**Work instructions:** Write the data out again, exactly as given.

----- Items -----

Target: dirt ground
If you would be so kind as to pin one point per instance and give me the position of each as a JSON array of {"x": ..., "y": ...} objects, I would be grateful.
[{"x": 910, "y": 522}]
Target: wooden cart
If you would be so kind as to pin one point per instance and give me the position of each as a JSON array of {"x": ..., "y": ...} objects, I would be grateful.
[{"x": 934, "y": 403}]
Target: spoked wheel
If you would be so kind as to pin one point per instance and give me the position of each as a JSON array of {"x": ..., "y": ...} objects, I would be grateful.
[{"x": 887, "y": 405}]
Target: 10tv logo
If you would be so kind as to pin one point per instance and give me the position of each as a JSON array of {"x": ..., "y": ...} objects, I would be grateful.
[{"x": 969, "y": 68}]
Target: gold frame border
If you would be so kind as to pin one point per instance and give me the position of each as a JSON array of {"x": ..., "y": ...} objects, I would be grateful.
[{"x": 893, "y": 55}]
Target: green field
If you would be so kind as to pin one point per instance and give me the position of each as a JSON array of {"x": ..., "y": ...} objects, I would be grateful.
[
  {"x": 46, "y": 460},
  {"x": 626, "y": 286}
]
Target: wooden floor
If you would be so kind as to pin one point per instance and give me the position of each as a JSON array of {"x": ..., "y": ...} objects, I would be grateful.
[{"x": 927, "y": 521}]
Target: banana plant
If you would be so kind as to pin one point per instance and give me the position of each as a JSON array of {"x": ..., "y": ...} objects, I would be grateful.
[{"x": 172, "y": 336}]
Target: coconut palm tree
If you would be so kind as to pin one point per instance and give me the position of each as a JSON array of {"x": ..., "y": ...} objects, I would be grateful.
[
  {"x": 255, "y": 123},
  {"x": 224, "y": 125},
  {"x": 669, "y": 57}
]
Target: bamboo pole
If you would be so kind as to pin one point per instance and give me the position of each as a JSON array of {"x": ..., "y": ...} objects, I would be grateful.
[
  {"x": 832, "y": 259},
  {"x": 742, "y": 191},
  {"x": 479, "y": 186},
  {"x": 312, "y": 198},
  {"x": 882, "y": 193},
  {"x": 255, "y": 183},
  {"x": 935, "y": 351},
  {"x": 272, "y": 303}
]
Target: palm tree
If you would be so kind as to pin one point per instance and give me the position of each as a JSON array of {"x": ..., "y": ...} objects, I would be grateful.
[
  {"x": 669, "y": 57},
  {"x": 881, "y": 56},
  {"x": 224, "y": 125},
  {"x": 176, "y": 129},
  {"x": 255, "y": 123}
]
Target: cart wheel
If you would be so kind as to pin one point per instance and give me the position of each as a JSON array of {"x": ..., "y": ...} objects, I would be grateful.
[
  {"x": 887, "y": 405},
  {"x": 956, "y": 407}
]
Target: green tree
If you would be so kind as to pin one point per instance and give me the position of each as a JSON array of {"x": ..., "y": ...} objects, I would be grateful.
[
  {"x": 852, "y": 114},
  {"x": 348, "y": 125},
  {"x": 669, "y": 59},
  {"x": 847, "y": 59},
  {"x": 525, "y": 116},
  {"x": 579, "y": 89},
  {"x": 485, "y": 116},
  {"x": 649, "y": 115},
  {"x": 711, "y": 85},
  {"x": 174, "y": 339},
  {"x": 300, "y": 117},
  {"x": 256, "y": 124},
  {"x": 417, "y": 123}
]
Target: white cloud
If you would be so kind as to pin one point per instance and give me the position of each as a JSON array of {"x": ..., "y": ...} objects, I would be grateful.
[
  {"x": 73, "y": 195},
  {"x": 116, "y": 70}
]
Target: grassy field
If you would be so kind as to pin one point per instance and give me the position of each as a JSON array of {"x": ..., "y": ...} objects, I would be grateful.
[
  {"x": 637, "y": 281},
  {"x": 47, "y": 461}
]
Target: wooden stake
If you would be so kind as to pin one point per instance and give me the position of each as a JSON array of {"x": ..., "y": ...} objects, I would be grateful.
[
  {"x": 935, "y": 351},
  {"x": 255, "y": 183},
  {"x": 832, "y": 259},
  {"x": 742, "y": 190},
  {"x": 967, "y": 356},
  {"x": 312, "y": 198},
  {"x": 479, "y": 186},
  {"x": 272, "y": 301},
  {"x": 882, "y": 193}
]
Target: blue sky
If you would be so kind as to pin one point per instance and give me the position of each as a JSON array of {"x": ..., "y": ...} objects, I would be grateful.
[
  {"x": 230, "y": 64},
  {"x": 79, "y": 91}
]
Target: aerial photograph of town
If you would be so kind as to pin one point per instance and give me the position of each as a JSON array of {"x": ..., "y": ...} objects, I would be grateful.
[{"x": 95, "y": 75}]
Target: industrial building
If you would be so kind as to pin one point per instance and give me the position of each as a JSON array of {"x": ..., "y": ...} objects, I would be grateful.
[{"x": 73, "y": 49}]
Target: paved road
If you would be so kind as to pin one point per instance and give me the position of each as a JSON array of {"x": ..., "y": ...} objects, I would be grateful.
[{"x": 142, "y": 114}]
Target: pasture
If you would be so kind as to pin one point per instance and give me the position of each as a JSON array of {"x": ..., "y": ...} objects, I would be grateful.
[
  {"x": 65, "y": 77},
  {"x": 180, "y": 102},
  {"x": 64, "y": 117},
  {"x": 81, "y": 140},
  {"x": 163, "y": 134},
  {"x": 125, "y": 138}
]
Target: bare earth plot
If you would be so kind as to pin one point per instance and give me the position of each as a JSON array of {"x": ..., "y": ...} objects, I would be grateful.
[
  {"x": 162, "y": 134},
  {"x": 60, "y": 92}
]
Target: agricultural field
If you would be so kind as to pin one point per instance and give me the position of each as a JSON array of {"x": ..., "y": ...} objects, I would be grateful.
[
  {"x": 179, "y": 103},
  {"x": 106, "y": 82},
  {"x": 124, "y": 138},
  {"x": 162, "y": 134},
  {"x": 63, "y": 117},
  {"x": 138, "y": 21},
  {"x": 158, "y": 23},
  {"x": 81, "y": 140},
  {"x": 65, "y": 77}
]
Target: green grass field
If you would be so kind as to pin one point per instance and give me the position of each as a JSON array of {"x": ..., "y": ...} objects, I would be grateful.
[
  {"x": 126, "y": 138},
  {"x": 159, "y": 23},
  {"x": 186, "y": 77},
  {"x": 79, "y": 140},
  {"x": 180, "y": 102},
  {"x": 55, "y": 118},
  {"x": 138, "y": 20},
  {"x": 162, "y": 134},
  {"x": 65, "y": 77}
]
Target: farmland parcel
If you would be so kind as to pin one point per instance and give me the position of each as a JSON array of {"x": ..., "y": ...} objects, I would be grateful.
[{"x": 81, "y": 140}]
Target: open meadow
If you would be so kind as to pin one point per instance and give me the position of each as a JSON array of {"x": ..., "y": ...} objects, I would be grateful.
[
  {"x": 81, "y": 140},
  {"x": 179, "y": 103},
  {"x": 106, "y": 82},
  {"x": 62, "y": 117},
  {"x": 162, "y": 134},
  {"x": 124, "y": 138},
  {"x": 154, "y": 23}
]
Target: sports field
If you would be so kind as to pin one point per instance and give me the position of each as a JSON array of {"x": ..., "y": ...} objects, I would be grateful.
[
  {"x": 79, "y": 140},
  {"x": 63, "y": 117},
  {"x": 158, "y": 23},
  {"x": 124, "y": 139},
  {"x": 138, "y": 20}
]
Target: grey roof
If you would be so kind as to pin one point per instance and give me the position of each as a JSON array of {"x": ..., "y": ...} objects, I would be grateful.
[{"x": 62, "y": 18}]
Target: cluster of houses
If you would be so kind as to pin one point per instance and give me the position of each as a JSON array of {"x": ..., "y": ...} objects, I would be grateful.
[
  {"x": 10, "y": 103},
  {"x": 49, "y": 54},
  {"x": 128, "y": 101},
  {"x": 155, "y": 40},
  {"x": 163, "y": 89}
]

-----

**Written response:**
Target: dirt ground
If you would be so kind as to pin one point per instance and give me the position of each as a JSON array of {"x": ..., "y": ...} objects, I would be grateful.
[{"x": 910, "y": 522}]
Target: wooden cart
If you would be so kind as to pin one point per instance and give me the position of each as a JSON array of {"x": ..., "y": ...} objects, I would be grateful.
[{"x": 934, "y": 403}]
Target: spoked wheel
If you would be so kind as to pin one point per instance and give me the position of each as a JSON array of {"x": ..., "y": ...} objects, I would be grateful.
[{"x": 887, "y": 405}]
Target: 10tv logo
If you would be so kind as to pin one point per instance and give me the position of each as a JSON array of {"x": ..., "y": ...} objects, I would be grateful.
[{"x": 969, "y": 68}]
Target: gold frame border
If you would be so kind as to pin one point per instance and give me the position of each as a JSON array of {"x": ..., "y": ...} objects, I would be grateful.
[{"x": 893, "y": 55}]
Target: green field
If you would be so kind as to pin one point per instance and give me the position of each as a JSON array of {"x": ..., "y": ...} objects, I would be grateful.
[
  {"x": 46, "y": 460},
  {"x": 626, "y": 286}
]
Target: wooden floor
If you would be so kind as to pin one point per instance and give me the position of each as a JSON array of {"x": ..., "y": ...} objects, I would be grateful.
[{"x": 927, "y": 521}]
Target: banana plant
If you would be so kind as to pin one point per instance and give me the position of each as a JSON array of {"x": ..., "y": ...} objects, I would be grateful.
[{"x": 172, "y": 336}]
Target: coconut palm tree
If you would be so kind as to pin one point per instance and give me the position of each as a JSON array of {"x": ..., "y": ...} objects, I would be grateful.
[
  {"x": 255, "y": 123},
  {"x": 224, "y": 125},
  {"x": 669, "y": 57}
]
Target: bamboo pole
If you would be so kind as to pin one point per instance and give me the position of each as a JSON array of {"x": ..., "y": ...} objects, I would be grateful.
[
  {"x": 832, "y": 259},
  {"x": 742, "y": 191},
  {"x": 479, "y": 186},
  {"x": 312, "y": 198},
  {"x": 882, "y": 193},
  {"x": 255, "y": 183},
  {"x": 935, "y": 351},
  {"x": 272, "y": 303}
]
Target: palm tree
If you would be so kind as to pin one point per instance and give me the position of each as a JSON array of {"x": ..., "y": ...} objects, I would be grateful.
[
  {"x": 669, "y": 57},
  {"x": 881, "y": 56},
  {"x": 224, "y": 125},
  {"x": 176, "y": 129},
  {"x": 255, "y": 123}
]
Target: cart wheel
If you would be so kind as to pin one point per instance and give me the position of each as a JSON array of {"x": ..., "y": ...} objects, I would be grateful.
[
  {"x": 887, "y": 405},
  {"x": 956, "y": 407}
]
Target: green tree
If you would be so kind as to pin one point per instance and give me the position of each as a JSON array of {"x": ..., "y": ...} objects, I would be grateful.
[
  {"x": 852, "y": 114},
  {"x": 348, "y": 125},
  {"x": 669, "y": 59},
  {"x": 847, "y": 59},
  {"x": 525, "y": 116},
  {"x": 579, "y": 89},
  {"x": 485, "y": 116},
  {"x": 649, "y": 115},
  {"x": 711, "y": 85},
  {"x": 174, "y": 339},
  {"x": 300, "y": 117},
  {"x": 256, "y": 124},
  {"x": 417, "y": 123}
]
Target: white cloud
If you would be so kind as to pin one point per instance and give me the position of each as a JSON array of {"x": ..., "y": ...} objects, I would be grateful.
[
  {"x": 73, "y": 195},
  {"x": 116, "y": 70}
]
Target: grassy field
If you would be so kind as to pin one point per instance and give me the position of each as a JSON array of {"x": ..., "y": ...} objects, I would be grateful.
[
  {"x": 637, "y": 281},
  {"x": 47, "y": 461}
]
Target: wooden stake
If you would be so kind as to pin one point per instance and give me the position of each as a JSON array of {"x": ..., "y": ...} objects, I would be grateful.
[
  {"x": 935, "y": 351},
  {"x": 255, "y": 183},
  {"x": 832, "y": 259},
  {"x": 742, "y": 190},
  {"x": 967, "y": 356},
  {"x": 312, "y": 198},
  {"x": 479, "y": 186},
  {"x": 272, "y": 301},
  {"x": 882, "y": 193}
]
Target: blue sky
If you would be so kind as to pin one point per instance and give me the position of each as a JSON array of {"x": ..., "y": ...} objects, I would be grateful.
[
  {"x": 230, "y": 64},
  {"x": 79, "y": 91}
]
Target: aerial photograph of town
If you would be so kind as to pin one point per instance and give me the position of each as a JSON array of {"x": ..., "y": ...} objects, I would be grateful.
[{"x": 95, "y": 75}]
Target: industrial building
If you would be so kind as to pin one point per instance and give me the position of each as a JSON array of {"x": ..., "y": ...} objects, I would be grateful.
[{"x": 73, "y": 49}]
Target: paved road
If you would be so kind as to pin one point per instance and give me the position of each as a JSON array of {"x": ..., "y": ...} objects, I would be grateful.
[{"x": 142, "y": 114}]
Target: pasture
If you would be so kind as to pin one point per instance and give me the position of each as a JSON array of {"x": ..., "y": ...} objects, I would be grateful.
[
  {"x": 65, "y": 77},
  {"x": 180, "y": 102},
  {"x": 64, "y": 117},
  {"x": 81, "y": 140},
  {"x": 163, "y": 134},
  {"x": 125, "y": 138}
]
Target: bare earth plot
If you would be so kind as to pin one point per instance and give me the position of each as a JSON array of {"x": ..., "y": ...} objects, I would be grateful.
[
  {"x": 162, "y": 134},
  {"x": 60, "y": 92}
]
Target: agricultural field
If you would be so kind as to pin one point per instance and give me the position of each as a JSON array of {"x": ..., "y": ...} objects, I would be grateful.
[
  {"x": 179, "y": 103},
  {"x": 106, "y": 82},
  {"x": 124, "y": 138},
  {"x": 162, "y": 134},
  {"x": 63, "y": 117},
  {"x": 138, "y": 21},
  {"x": 158, "y": 23},
  {"x": 81, "y": 140},
  {"x": 65, "y": 77}
]
Target: green grass field
If you would be so kind as to pin one point per instance and give me the position of each as a JSON array of {"x": ..., "y": ...} objects, I would be grateful.
[
  {"x": 126, "y": 138},
  {"x": 159, "y": 23},
  {"x": 186, "y": 77},
  {"x": 79, "y": 140},
  {"x": 180, "y": 102},
  {"x": 55, "y": 118},
  {"x": 138, "y": 20},
  {"x": 162, "y": 134},
  {"x": 65, "y": 77}
]
Target: farmland parcel
If you would be so kind as to pin one point per instance and give me the position of each as a JSON array of {"x": ..., "y": ...} objects, I would be grateful.
[{"x": 81, "y": 140}]
Target: open meadow
If you would be so kind as to pin one point per instance and give me the position of each as a JSON array of {"x": ..., "y": ...} objects, I would be grateful.
[
  {"x": 81, "y": 140},
  {"x": 179, "y": 103},
  {"x": 106, "y": 82},
  {"x": 62, "y": 117},
  {"x": 162, "y": 134},
  {"x": 124, "y": 138},
  {"x": 154, "y": 23}
]
Target: sports field
If you would be so kind as to pin one point per instance and give me the position of each as a JSON array of {"x": ..., "y": ...} objects, I would be grateful.
[
  {"x": 79, "y": 140},
  {"x": 63, "y": 117},
  {"x": 158, "y": 23},
  {"x": 124, "y": 139},
  {"x": 138, "y": 20}
]
Target: grey roof
If you would be so kind as to pin one point per instance and give me the position of each as a JSON array of {"x": ..., "y": ...} objects, I would be grateful.
[{"x": 62, "y": 18}]
Target: cluster of houses
If you would be so kind as to pin one point per instance and give me the position of each as a JSON array of {"x": ..., "y": ...} objects, I would be grateful.
[
  {"x": 10, "y": 103},
  {"x": 49, "y": 54},
  {"x": 128, "y": 101},
  {"x": 155, "y": 40},
  {"x": 163, "y": 89}
]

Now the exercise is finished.